### EXTRAIT DU DOCUMENT:
■ ■ ■ ■

Lorsque l’on analyse les études portant sur l’immunothérapie dans le cancer, on constate rapidement qu’une fraction non négligeable de patients répond aux traitements avec des approches très variées : anti-CTLA4, anti-PD-1, anti-PD-L1, CAR T cells, virus oncolytiques… Et ces réponses, lorsqu’elles surviennent, sont très souvent de longue durée. Par ailleurs, les premières études sur les combinaisons de ces agents entre eux ou avec d’autres modes thérapeutiques sont très encourageantes.
A contrario, une majorité de patients ne répond pas, ou mal, tandis qu’on ne dispose pas de biomarqueur réellement fiable pour pronostiquer la réponse. Enfin, les combinaisons, aussi efficaces soient-elles, ne sont pas dénuées de toxicité.

■ ■ ■ ■

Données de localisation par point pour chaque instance
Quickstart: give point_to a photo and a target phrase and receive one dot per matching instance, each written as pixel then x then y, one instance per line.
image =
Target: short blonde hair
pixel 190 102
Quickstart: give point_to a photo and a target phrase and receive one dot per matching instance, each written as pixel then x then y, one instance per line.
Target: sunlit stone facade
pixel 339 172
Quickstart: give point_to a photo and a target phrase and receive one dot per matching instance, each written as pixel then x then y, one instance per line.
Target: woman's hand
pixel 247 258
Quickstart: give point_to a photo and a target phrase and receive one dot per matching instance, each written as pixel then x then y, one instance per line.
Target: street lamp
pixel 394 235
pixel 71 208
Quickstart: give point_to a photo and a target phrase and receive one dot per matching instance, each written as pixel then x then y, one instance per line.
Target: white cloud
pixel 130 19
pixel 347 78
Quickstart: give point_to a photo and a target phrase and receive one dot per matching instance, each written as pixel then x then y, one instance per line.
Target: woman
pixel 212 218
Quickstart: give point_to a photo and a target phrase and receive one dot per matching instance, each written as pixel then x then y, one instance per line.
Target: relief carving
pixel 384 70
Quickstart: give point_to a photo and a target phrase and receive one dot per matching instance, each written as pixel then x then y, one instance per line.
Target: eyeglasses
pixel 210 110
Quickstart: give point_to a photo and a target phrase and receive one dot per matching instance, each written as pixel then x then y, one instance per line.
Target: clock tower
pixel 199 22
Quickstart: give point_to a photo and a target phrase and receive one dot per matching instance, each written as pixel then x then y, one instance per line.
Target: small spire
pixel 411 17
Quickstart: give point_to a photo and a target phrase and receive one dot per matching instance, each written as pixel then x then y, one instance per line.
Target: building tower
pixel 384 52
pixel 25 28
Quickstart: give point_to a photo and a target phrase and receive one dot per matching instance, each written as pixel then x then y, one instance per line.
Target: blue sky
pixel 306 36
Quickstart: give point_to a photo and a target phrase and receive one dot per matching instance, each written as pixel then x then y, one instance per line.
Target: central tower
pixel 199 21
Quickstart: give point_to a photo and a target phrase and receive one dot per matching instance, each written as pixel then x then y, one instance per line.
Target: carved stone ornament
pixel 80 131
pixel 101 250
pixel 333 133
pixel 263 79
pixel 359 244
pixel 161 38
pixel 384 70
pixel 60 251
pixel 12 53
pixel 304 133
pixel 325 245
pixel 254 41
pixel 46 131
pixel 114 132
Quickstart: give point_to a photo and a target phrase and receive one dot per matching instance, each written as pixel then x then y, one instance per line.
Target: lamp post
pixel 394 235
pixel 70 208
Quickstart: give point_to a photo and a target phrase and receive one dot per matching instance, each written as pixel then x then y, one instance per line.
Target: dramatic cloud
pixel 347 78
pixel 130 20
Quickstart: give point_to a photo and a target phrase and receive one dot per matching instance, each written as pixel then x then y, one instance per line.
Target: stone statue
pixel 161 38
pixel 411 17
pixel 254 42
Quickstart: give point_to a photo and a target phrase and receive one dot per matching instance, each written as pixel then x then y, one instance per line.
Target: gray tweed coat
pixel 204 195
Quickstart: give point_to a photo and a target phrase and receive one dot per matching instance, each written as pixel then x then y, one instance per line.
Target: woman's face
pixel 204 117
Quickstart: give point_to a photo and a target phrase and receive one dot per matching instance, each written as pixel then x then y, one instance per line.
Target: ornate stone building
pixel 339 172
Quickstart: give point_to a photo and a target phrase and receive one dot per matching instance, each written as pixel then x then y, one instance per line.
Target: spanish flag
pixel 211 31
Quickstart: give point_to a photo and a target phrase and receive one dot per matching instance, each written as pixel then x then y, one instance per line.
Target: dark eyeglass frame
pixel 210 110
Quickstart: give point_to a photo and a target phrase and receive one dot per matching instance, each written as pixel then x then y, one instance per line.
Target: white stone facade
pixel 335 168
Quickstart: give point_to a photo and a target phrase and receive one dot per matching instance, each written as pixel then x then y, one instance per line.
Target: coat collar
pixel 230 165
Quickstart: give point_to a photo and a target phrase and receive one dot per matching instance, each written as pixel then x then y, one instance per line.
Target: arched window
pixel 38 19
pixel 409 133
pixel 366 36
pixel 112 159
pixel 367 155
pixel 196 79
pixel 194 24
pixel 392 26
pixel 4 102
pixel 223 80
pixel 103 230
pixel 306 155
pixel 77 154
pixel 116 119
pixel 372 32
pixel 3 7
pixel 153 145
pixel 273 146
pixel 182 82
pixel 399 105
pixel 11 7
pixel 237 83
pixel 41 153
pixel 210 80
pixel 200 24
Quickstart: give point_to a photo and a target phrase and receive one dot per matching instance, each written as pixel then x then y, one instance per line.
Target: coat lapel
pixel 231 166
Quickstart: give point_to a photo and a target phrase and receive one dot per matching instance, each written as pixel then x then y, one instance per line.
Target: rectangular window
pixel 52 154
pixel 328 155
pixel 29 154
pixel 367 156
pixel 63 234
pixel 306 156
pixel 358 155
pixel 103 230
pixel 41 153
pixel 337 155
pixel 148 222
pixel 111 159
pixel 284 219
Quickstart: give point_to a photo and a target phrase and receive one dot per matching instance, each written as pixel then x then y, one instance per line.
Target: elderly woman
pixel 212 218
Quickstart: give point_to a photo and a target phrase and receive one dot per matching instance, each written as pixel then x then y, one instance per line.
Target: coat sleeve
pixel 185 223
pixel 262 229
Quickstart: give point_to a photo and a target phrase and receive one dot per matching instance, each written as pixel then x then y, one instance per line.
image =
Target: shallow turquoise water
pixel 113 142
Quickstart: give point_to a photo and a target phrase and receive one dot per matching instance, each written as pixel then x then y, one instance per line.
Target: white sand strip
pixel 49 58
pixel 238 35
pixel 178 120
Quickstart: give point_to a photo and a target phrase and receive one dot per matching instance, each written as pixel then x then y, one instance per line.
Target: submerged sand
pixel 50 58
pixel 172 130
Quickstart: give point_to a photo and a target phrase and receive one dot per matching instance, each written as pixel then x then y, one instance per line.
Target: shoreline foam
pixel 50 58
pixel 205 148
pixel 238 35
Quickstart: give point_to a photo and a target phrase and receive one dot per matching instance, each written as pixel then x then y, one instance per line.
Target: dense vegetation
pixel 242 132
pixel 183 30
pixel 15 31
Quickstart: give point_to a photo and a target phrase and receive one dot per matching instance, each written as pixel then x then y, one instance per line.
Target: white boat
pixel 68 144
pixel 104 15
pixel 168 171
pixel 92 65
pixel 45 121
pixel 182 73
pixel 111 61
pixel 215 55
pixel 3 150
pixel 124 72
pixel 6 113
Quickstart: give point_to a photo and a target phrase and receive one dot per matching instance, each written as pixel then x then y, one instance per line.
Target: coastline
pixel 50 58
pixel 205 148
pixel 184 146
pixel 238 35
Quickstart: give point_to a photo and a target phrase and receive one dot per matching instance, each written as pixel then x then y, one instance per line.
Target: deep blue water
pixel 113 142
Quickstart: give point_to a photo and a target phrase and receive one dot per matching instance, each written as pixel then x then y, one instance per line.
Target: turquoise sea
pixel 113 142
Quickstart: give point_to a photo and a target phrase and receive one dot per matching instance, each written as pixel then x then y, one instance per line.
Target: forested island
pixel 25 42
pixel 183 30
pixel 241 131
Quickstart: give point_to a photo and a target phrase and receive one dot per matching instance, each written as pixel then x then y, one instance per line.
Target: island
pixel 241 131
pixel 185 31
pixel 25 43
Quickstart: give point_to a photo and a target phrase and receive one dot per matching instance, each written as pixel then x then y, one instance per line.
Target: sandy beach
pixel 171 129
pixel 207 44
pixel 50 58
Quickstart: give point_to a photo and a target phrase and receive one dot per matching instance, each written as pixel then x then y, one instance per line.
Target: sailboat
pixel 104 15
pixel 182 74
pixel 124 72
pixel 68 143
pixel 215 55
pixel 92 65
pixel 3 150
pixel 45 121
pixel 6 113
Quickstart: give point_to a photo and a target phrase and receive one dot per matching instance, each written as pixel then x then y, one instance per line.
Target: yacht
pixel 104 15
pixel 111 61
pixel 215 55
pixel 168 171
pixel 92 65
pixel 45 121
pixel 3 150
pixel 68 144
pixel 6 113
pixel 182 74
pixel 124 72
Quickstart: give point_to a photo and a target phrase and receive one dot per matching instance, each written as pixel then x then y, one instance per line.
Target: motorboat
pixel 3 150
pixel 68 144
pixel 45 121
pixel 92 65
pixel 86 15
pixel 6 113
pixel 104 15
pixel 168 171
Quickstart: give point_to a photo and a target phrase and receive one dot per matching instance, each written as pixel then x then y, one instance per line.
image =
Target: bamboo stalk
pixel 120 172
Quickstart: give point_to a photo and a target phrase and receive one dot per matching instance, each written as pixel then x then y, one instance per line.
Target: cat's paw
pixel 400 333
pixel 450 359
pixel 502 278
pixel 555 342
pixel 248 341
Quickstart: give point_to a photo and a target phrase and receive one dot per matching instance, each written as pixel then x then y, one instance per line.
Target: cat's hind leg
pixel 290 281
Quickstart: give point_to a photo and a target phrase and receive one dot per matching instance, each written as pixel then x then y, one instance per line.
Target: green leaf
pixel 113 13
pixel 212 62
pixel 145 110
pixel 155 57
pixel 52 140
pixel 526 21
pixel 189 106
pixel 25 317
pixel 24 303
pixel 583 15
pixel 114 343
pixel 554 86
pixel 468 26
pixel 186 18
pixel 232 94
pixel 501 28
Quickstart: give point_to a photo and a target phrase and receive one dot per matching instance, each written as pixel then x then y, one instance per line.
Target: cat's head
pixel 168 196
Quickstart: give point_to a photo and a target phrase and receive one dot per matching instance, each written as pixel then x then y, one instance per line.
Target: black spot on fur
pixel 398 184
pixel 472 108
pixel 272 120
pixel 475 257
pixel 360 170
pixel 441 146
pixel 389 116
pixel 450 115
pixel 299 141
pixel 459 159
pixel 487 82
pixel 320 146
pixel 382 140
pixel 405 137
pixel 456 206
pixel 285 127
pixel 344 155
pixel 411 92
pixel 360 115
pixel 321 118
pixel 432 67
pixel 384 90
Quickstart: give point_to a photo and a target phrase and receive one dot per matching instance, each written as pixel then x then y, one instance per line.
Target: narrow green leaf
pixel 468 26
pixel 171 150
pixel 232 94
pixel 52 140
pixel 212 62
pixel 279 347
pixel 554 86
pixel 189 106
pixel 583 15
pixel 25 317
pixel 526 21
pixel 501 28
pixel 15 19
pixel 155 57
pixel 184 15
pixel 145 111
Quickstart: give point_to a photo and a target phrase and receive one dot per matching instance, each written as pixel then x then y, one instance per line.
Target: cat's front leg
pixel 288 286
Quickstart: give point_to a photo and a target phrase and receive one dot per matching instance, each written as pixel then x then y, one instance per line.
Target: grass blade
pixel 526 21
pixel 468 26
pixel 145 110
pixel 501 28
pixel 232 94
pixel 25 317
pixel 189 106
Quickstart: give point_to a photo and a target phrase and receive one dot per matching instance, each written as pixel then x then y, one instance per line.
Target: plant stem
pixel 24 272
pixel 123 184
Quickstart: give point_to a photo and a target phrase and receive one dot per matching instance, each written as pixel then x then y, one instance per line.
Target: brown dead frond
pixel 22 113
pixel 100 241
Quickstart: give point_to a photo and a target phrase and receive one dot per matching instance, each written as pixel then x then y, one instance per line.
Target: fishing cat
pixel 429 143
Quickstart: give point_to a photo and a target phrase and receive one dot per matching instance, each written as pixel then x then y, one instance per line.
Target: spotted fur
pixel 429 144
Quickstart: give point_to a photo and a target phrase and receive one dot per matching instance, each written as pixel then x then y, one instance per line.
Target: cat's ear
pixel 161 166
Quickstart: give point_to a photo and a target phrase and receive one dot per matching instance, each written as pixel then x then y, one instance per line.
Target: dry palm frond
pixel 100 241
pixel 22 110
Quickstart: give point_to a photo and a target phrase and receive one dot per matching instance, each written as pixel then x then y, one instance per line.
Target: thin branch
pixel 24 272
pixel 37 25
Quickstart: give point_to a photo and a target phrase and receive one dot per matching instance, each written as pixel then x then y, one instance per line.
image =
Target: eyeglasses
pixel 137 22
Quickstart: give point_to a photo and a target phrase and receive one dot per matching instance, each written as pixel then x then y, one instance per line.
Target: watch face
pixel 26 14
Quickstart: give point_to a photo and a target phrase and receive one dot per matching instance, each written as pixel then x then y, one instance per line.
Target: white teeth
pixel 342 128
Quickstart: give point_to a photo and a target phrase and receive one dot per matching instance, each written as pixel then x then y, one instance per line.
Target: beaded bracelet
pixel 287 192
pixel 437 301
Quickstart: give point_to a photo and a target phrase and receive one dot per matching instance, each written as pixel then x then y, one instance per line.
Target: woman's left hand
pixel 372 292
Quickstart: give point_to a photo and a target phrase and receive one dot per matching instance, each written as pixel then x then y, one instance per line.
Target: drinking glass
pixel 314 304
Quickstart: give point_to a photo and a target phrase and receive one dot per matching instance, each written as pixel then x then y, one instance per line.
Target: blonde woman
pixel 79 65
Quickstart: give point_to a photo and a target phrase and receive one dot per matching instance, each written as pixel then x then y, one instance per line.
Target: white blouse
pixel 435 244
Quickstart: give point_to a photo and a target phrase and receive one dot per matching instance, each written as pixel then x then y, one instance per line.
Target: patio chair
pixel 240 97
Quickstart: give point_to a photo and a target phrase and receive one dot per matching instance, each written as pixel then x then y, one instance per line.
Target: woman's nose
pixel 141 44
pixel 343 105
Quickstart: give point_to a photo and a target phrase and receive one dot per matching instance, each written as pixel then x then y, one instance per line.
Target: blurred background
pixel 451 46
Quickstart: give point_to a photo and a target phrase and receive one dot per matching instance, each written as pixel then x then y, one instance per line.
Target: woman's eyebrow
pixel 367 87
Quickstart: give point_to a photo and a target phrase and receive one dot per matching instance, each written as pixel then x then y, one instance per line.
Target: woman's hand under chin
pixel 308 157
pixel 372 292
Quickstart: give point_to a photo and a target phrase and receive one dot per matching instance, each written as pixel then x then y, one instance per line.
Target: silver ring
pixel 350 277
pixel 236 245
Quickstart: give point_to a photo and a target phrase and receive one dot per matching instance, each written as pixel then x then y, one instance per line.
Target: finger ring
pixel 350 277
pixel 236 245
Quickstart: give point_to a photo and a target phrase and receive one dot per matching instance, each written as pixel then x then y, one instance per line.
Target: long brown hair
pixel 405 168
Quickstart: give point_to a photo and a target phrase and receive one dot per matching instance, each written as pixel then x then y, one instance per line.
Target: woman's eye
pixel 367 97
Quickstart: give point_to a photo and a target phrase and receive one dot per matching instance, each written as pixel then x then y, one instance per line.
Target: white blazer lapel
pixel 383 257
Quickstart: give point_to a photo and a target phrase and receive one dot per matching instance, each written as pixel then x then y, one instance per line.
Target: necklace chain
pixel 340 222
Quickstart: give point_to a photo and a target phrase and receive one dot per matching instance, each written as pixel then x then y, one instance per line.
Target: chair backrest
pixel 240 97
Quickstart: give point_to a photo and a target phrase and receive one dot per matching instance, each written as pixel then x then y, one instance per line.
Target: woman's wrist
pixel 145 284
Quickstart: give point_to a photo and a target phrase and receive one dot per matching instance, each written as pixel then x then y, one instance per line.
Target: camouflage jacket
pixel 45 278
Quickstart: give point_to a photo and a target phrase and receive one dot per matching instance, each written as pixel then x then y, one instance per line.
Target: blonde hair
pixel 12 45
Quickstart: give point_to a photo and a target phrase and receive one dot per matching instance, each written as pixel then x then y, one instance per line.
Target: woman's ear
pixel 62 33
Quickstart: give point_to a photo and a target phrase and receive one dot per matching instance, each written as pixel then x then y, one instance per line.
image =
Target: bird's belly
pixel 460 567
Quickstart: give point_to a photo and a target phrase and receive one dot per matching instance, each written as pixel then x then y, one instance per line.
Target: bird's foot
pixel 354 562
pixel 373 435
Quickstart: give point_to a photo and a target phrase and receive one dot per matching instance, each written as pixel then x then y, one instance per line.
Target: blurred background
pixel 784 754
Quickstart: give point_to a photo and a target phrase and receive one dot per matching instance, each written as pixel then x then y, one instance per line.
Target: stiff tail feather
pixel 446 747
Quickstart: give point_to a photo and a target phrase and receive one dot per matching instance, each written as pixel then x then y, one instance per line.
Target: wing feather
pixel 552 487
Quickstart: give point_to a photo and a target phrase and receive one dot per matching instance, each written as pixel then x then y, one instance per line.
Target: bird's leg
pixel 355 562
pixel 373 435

■ ■ ■ ■

### CONSIGNE A:
Reproduisez à l'identique, dans le texte sur l'immunothérapie, le passage qui commence par les mots « Lorsque l’on analyse » et se termine par « sont très encourageantes. ».
### CONSIGNE B:
Rédigez la suite du texte sur l'immunothérapie du cancer à partir de l'endroit où il s'arrête, s'il vous plaît.
Ces données proviennent d'une autre source.

### RÉPONSE RÉDIGÉE A:
Lorsque l’on analyse les études portant sur l’immunothérapie dans le cancer, on constate rapidement qu’une fraction non négligeable de patients répond aux traitements avec des approches très variées : anti-CTLA4, anti-PD-1, anti-PD-L1, CAR T cells, virus oncolytiques… Et ces réponses, lorsqu’elles surviennent, sont très souvent de longue durée. Par ailleurs, les premières études sur les combinaisons de ces agents entre eux ou avec d’autres modes thérapeutiques sont très encourageantes.

### RÉPONSE RÉDIGÉE B:
Pour mieux comprendre ces phénomènes, il faut revenir aux fondamentaux : quand une tumeur se développe, elle est dans un premier temps éliminée par l’organisme avant que ne s’installe une tolérance et puis un échappement aux phénomènes immunitaires de défense. C’est ici qu’interviennent les inhibiteurs des points de contrôle (anti-CTLA, anti-PD1/PD-L1). Mais de nouveaux épitopes peuvent se développer avec des mutations faux sens, ces mutations ponctuelles dans lesquelles un nucléotide d’un codon est changé, modifiant l’acide aminé et rendant la protéine traduite non fonctionnelle. On sait aussi que la réponse clinique aux inhibiteurs des points de contrôle est liée à l’importance de ces mutations faux sens au sein de la tumeur et donc à l’infiltration intratumorale des CD8 et à l’expression des ligands de PD-1. Lorsque cette inhibition ne peut plus se produire, la tumeur se développe à nouveau, un phénomène qui peut être bloqué par la vaccination.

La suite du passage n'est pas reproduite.